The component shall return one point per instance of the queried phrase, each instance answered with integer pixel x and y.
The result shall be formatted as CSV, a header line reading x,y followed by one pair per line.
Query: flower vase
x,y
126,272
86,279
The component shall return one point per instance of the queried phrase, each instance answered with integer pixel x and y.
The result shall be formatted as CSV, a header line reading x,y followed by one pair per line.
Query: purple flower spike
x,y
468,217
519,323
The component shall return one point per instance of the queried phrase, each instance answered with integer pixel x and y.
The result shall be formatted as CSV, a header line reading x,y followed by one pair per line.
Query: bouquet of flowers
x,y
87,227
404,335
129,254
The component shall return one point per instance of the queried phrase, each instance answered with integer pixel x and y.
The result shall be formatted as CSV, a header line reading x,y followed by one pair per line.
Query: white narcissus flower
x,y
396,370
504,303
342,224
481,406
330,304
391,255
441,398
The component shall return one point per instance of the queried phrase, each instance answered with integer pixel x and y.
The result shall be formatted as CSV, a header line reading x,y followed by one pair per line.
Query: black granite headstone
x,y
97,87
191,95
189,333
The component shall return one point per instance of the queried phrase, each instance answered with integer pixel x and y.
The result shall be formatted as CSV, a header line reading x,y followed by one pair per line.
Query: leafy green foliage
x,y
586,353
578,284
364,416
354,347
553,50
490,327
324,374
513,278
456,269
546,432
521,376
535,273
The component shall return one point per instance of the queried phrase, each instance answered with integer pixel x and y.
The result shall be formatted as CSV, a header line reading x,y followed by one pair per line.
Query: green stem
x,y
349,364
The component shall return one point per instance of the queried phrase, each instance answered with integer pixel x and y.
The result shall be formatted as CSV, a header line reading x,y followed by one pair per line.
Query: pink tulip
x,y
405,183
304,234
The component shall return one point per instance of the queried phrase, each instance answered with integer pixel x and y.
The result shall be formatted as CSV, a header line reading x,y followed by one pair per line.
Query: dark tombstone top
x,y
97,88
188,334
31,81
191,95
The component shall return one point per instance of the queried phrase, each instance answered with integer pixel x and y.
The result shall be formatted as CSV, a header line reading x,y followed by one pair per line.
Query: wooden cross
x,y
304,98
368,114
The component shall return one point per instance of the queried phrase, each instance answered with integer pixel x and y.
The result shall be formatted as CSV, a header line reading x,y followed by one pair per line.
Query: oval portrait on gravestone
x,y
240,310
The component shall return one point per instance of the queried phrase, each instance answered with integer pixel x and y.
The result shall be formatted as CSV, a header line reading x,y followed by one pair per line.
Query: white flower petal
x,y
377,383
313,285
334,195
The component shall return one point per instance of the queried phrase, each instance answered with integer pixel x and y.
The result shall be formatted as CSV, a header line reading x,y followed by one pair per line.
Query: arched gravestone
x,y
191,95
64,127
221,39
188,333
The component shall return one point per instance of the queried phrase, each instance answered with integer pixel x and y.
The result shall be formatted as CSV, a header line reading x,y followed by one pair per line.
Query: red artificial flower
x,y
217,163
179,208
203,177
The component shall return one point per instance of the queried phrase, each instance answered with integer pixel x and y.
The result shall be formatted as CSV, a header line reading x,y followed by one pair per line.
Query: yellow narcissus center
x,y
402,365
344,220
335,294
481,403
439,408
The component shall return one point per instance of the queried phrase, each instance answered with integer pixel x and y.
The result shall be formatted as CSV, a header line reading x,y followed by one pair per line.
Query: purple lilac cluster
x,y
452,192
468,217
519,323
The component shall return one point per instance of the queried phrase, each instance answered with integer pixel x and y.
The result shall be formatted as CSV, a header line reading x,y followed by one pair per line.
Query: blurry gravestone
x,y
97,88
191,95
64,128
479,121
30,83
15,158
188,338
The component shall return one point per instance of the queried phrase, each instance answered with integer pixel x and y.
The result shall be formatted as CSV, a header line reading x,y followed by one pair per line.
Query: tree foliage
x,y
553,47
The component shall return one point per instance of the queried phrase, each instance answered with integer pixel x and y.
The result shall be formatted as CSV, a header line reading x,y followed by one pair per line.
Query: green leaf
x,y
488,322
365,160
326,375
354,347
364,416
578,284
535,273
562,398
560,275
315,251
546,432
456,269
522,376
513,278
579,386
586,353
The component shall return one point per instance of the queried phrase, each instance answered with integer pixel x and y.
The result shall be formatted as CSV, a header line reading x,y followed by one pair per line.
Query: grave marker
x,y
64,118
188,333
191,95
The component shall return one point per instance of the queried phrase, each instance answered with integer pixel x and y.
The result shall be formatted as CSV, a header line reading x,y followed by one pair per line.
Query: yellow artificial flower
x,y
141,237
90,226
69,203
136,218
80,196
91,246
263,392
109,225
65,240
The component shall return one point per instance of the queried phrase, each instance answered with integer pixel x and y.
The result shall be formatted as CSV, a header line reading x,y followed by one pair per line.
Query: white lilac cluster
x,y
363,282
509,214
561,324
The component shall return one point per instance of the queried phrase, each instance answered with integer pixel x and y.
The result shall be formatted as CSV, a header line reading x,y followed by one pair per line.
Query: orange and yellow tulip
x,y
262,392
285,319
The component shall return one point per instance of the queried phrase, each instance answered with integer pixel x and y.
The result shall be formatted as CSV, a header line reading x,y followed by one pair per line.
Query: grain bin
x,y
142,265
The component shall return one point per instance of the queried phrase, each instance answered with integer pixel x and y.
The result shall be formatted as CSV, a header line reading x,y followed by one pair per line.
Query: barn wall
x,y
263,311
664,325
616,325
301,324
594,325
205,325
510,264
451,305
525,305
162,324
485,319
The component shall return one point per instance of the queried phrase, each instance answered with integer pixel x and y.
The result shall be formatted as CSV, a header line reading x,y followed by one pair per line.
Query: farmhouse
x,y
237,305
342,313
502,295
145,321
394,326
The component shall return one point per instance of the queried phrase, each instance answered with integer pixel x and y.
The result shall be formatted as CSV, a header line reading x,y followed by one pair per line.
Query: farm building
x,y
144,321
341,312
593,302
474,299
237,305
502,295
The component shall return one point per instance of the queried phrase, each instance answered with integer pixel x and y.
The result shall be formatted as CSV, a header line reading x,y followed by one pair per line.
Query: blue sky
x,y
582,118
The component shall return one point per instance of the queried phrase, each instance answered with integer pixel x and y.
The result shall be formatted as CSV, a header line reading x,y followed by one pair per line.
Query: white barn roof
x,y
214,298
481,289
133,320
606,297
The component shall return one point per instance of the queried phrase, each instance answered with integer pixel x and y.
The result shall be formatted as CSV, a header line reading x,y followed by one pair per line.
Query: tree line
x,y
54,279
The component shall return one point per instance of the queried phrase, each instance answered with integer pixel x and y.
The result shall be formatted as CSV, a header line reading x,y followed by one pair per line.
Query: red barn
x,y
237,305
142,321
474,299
──────────
For the material above, produce a word-for-word copy.

The component shall return one point per instance of the queried phrase, each instance answered with integer pixel x and y.
The result shall be formatted as CSV, a header line reading x,y followed by one pair per line.
Query: flower vase
x,y
126,272
86,279
The component shall return one point per instance of the queried phrase, each instance answered with integer pixel x and y.
The result shall be formatted as CSV, a header line reading x,y followed by one pair per line.
Query: purple flower spike
x,y
468,217
519,323
The component shall return one point per instance of the queried phrase, each instance answered with integer pixel x and y.
The result shall be formatted as CSV, a header line reading x,y followed by one pair per line.
Query: bouquet of flowers
x,y
87,227
404,335
129,254
The component shall return one point per instance of the queried phrase, each instance answered with integer pixel x and y.
The result shall be formatted as CSV, a header line reading x,y followed by one pair per line.
Query: white narcissus flower
x,y
396,370
504,303
342,224
481,406
330,304
391,255
441,398
The component shall return one point per instance of the queried phrase, each instance answered with integer pixel x and y.
The result shall be formatted as CSV, a header line reading x,y followed by one pair per line.
Query: black granite headstone
x,y
97,87
191,95
189,333
The component shall return one point per instance of the queried phrase, each instance answered with integer pixel x and y.
The result shall be formatted as CSV, a header line reading x,y followed by one pair per line.
Query: leafy green foliage
x,y
586,353
578,284
364,416
354,347
553,50
490,327
324,374
513,278
456,269
546,432
521,376
535,273
The component shall return one point per instance of the queried phrase, each instance answered with integer pixel x and y.
The result shall be formatted as CSV, a header line reading x,y followed by one pair per line.
Query: green stem
x,y
349,364
The component shall return one point per instance of the queried phrase, each instance answered with integer pixel x and y.
The result shall be formatted as CSV, a header line reading x,y followed by one pair per line.
Query: pink tulip
x,y
405,183
304,234
The component shall return one point per instance of the queried phrase, each instance answered with integer pixel x and y.
The result shall be formatted as CSV, a header line reading x,y followed by one pair per line.
Query: dark tombstone top
x,y
97,88
188,334
31,81
191,95
The component shall return one point per instance of the queried phrase, each instance answered with integer pixel x and y.
The result shall be formatted as CSV, a header line reading x,y followed by one pair per line.
Query: wooden cross
x,y
304,98
368,114
The component shall return one point per instance of the queried phrase, each instance answered with integer pixel x and y.
The result shall be formatted as CSV, a header line reading x,y followed by one pair per line.
Query: oval portrait on gravestone
x,y
240,310
The component shall return one point per instance of the queried phrase, each instance answered with integer pixel x and y.
The result shall be formatted as CSV, a header line reading x,y followed by one pair per line.
Query: white flower petal
x,y
377,383
313,285
334,195
The component shall return one point per instance of the queried phrase, each instance answered with integer pixel x and y.
The result shall be formatted as CSV, a header line reading x,y followed by one pair per line.
Query: arched gravestone
x,y
191,95
64,127
221,39
188,333
The component shall return one point per instance of the queried phrase, each instance answered with integer pixel x and y.
The result shall be formatted as CSV, a header line reading x,y followed by one pair per line.
Query: red artificial flower
x,y
217,163
179,208
203,177
The component shall return one point per instance of the queried phrase, each instance answered with integer pixel x and y.
The result shall be formatted as CSV, a header line reading x,y followed by one pair per line.
Query: yellow narcissus center
x,y
402,365
344,220
335,294
481,403
439,408
The component shall return one point per instance of the queried phrase, each instance answered with integer pixel x and y.
The result shall be formatted as CSV, a header line reading x,y followed by one pair per line.
Query: purple lilac cluster
x,y
452,192
468,217
519,323
The component shall return one point per instance of the queried phrase, each instance answered with integer pixel x and y.
The result shall be formatted as CSV, a header line reading x,y followed by one pair per line.
Query: blurry gravestone
x,y
97,88
191,95
64,128
479,121
30,83
15,158
188,338
The component shall return one point per instance of the queried phrase, each instance answered with integer pixel x and y.
The result shall be formatted as CSV, a header line reading x,y followed by one pair per line.
Query: tree foliage
x,y
553,47
The component shall return one point per instance of the queried phrase, each instance answered with integer pixel x and y.
The result shall be formatted as CSV, a header line reading x,y followed by one pair per line.
Query: green leaf
x,y
488,322
365,160
326,375
354,347
364,416
578,284
535,273
562,398
560,275
315,251
546,432
456,269
522,376
513,278
579,386
586,353
The component shall return one point per instance of the queried phrase, each instance answered with integer pixel x and y.
The result shall be formatted as CSV, a header line reading x,y followed by one pair per line.
Query: grave marker
x,y
64,118
188,333
191,95
The component shall return one point per instance of the queried phrase, each instance answered with integer pixel x and y.
The result shall be formatted as CSV, a header line reading x,y followed by one pair per line.
Query: yellow artificial flower
x,y
141,237
90,226
69,203
136,218
80,196
91,246
263,392
109,225
65,240
The component shall return one point per instance of the queried phrase, each instance answered with integer pixel x and y.
The result shall be formatted as CSV, a header line reading x,y followed by one pair per line.
Query: white lilac cluster
x,y
363,282
509,214
561,324
The component shall return one point per instance of the queried phrase, each instance answered with integer pixel x and y.
The result shall be formatted as CSV, a header line reading x,y followed by one pair per line.
Query: orange and yellow tulip
x,y
262,392
285,319
The component shall return one point per instance of the queried phrase, each instance answered with integer pixel x and y.
The result shall be formatted as CSV, a header line reading x,y followed by one pair per line.
Query: grain bin
x,y
142,265
The component shall return one point per instance of the queried phrase, each instance answered with integer pixel x and y.
The result shall be formatted as CSV, a header line reading x,y followed by one pair per line.
Query: barn wall
x,y
263,311
664,325
616,325
301,324
594,325
205,325
510,264
451,305
525,305
162,324
485,319
The component shall return one point per instance of the queried phrase, each instance answered with integer pixel x and y.
The result shall be formatted as CSV, a header line reading x,y followed by one pair per line.
Query: farmhouse
x,y
237,305
342,313
502,295
145,321
394,326
The component shall return one point per instance of the queried phrase, each instance answered with integer pixel x and y.
The result shall be formatted as CSV, a header line reading x,y followed by one pair per line.
Query: farm building
x,y
144,321
341,312
593,302
474,299
237,305
502,295
The component shall return one point per instance of the queried phrase, each instance answered with integer pixel x and y.
The result shall be formatted as CSV, a header line reading x,y followed by one pair per line.
Query: blue sky
x,y
582,118
The component shall return one point per instance of the queried phrase, each instance answered with integer pixel x and y.
The result shall be formatted as CSV, a header line reading x,y followed by one pair per line.
Query: white barn roof
x,y
214,298
481,289
133,320
606,297
The component shall return one point per instance of the queried phrase, each instance answered with integer pixel x and y.
The result shall be formatted as CSV, a header line reading x,y followed by one pair per line.
Query: tree line
x,y
54,279
The component shall return one point per instance of the queried phrase, each instance answered with integer pixel x and y.
The result shall be formatted as CSV, a header line reading x,y followed by one pair per line.
Query: red barn
x,y
237,305
142,321
474,299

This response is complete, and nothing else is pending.